That’s a blessing and a curse. Some, like Albrecht, figure that since Huckabee has won the caucuses before, he has to win again in 2016 to satisfy the “expectations game.” Others say, why not make the same argument about Santorum, who is also a caucus winner from 2012? And how can you leave out Romney, who has placed second in two straight caucuses and was the party’s nominee in 2012? And while Jeb Bush hasn’t been a caucus contender, both his brother and father have. As Branstad pointed out to me, Jeb toured Iowa with his brothers, helping his father’s 1980 winning caucus campaign, which stunned Ronald Reagan’s followers, who had assumed victory. “You know how to do this,” Branstad says he recently told Bush.

There’s also the question of whether Huckabee’s political record in 2008 holds up today, now that his party has shifted rightward. In 2008—before the rise of the Tea Party, remember—a senator named Barack Obama won the Democratic caucus in Iowa with a message that Bob Vander Plaats, who served as Huckabee’s state chairman that year, describes as, “We were all going to sing kumbaya.” But after six years of hyperpartisanship and gridlock in Washington, “People want someone who will uproot the system,” says Vander Plaats, CEO of The Family Leader, a social conservative political group in Iowa.

Take the Common Core, the federal education guidelines to improve student performance implemented under President Obama—guidelines that conservatives, particularly home-schoolers and school-choice backers, detest. Common Core wasn’t yet an issue when Huckabee was governor or when he was running for president, but he once praised them as a talk show host. In 2013, Huckabee also wrote in a letter to Oklahoma legislators wary of the Common Core standards saying the guidelines were “near and dear to my heart” and that any conservative criticism of them was “short-sighted.”
------------------------------------
• **Written task 1**: According to the passage about the Iowa caucuses, who served as Huckabee's state chairman in 2008?
• **Written task 2**: Reproduce the stretch of the passage about the Iowa caucuses from "That’s a blessing" through "recently told Bush.".
• **Written task 3**: Translate this sentence from the passage about the Iowa caucuses into Spanish: "There’s also the question of whether Huckabee’s political record in 2008 holds up today, now that his party has shifted rightward."
The material comes from a separate source.

• **Data supplied**:
------------------------------------
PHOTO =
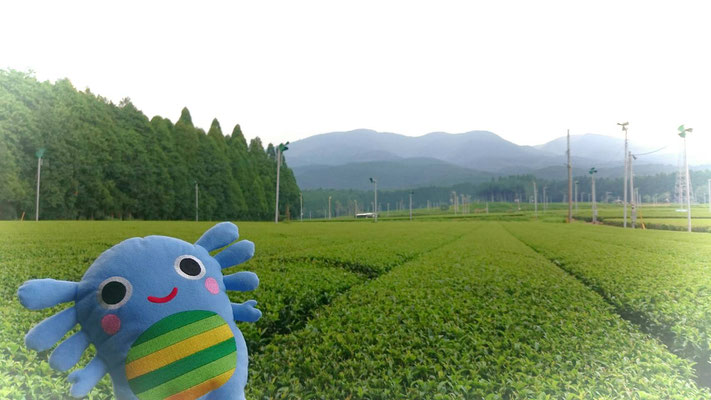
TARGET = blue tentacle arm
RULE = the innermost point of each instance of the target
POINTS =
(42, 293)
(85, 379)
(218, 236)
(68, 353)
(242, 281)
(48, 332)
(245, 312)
------------------------------------
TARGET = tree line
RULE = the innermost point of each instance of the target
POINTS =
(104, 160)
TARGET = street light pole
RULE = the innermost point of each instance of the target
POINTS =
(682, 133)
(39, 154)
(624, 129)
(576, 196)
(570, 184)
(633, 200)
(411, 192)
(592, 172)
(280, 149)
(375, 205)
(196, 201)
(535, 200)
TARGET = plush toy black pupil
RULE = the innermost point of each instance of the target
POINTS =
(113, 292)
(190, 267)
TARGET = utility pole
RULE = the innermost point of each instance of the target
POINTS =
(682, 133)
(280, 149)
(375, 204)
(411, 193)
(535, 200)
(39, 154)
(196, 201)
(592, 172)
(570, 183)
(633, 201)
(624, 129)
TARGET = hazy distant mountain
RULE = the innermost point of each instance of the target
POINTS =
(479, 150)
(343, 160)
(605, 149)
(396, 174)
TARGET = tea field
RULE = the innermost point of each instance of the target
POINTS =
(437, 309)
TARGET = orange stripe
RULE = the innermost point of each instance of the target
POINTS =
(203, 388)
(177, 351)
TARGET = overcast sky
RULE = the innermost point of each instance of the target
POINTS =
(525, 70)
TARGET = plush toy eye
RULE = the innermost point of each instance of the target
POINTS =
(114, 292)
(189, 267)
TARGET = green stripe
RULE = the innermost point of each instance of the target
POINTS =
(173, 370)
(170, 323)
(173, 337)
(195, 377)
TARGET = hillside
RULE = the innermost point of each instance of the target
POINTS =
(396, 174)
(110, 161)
------------------------------------
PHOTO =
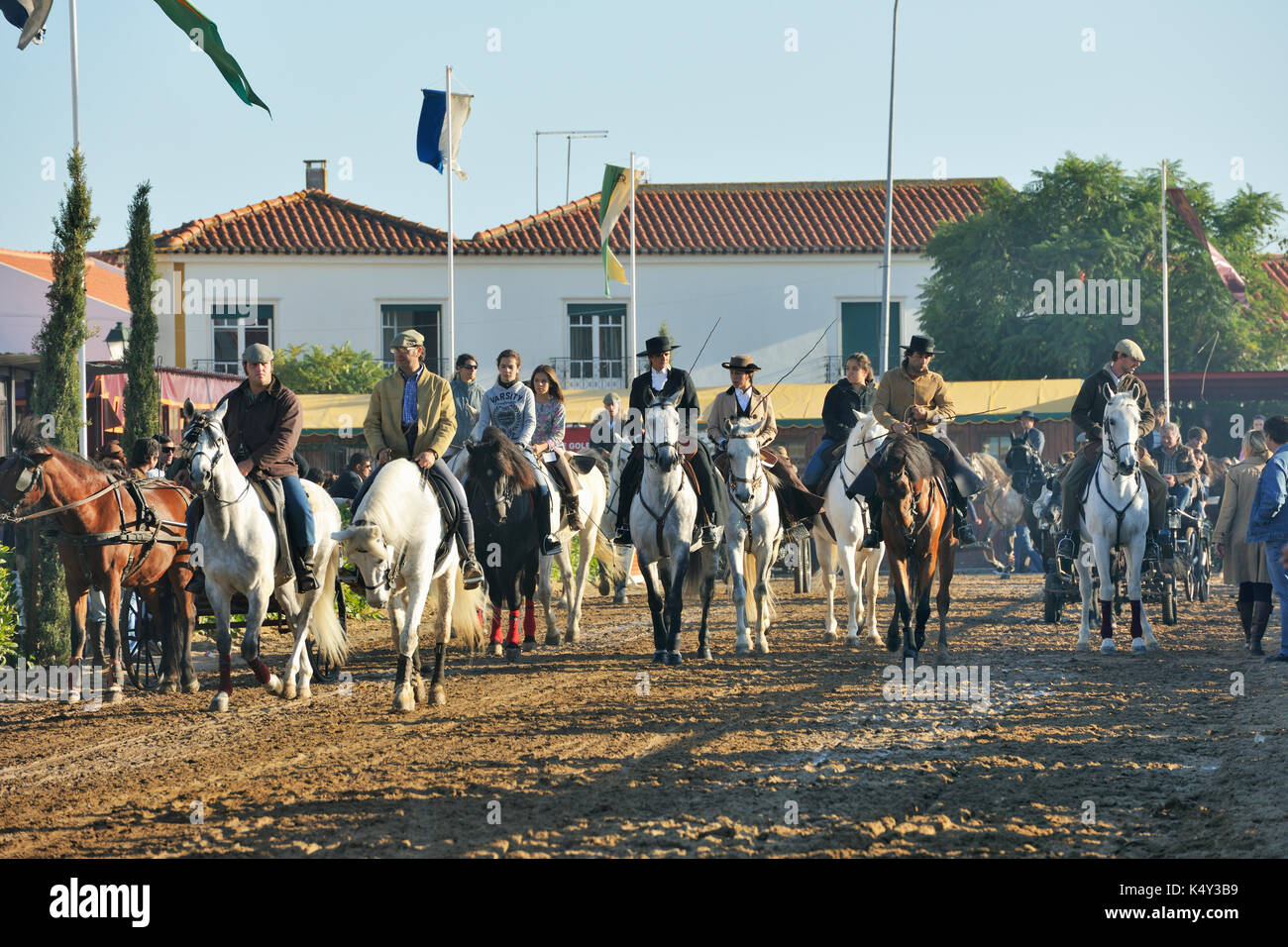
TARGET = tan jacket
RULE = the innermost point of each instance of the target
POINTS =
------------------------------------
• **Expected answer 1**: Bob Vander Plaats

• **Expected answer 2**:
That’s a blessing and a curse. Some, like Albrecht, figure that since Huckabee has won the caucuses before, he has to win again in 2016 to satisfy the “expectations game.” Others say, why not make the same argument about Santorum, who is also a caucus winner from 2012? And how can you leave out Romney, who has placed second in two straight caucuses and was the party’s nominee in 2012? And while Jeb Bush hasn’t been a caucus contender, both his brother and father have. As Branstad pointed out to me, Jeb toured Iowa with his brothers, helping his father’s 1980 winning caucus campaign, which stunned Ronald Reagan’s followers, who had assumed victory. “You know how to do this,” Branstad says he recently told Bush.

• **Expected answer 3**: También está la cuestión de si el historial político de Huckabee en 2008 se sostiene hoy, ahora que su partido se ha desplazado hacia la derecha.